→ **TASK BRIEF**:
Determine how many lines in the entries below contain the string "soccer", and reply with that number only.

*****

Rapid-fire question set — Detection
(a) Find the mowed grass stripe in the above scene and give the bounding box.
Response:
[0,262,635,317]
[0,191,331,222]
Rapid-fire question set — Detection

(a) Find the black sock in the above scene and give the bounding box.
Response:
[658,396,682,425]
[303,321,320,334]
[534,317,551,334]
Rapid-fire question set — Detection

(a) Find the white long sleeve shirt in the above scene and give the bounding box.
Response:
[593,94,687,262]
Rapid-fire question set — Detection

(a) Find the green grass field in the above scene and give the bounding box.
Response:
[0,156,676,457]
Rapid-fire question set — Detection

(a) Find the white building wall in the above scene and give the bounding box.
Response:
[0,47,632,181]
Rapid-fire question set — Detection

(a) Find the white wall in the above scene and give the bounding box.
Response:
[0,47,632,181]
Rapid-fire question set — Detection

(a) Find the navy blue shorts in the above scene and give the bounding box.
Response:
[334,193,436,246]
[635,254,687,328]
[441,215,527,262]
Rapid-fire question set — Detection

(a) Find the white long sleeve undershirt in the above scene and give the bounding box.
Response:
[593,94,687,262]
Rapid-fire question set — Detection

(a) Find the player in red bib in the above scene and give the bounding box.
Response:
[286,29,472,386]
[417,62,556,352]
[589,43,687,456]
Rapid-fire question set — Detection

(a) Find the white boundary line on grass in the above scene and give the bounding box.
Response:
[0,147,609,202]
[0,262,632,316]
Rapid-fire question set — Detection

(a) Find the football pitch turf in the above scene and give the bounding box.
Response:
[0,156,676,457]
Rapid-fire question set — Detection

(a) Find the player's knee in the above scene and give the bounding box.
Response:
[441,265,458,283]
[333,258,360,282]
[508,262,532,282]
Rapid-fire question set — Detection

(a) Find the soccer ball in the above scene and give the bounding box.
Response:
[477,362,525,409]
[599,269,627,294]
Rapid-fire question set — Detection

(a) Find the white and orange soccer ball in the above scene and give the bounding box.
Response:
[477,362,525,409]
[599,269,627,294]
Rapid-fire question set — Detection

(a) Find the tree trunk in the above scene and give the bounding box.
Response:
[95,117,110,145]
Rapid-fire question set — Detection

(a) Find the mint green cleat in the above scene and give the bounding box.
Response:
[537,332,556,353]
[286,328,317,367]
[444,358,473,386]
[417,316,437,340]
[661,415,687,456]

*****

→ **FINISHED ANSWER**:
2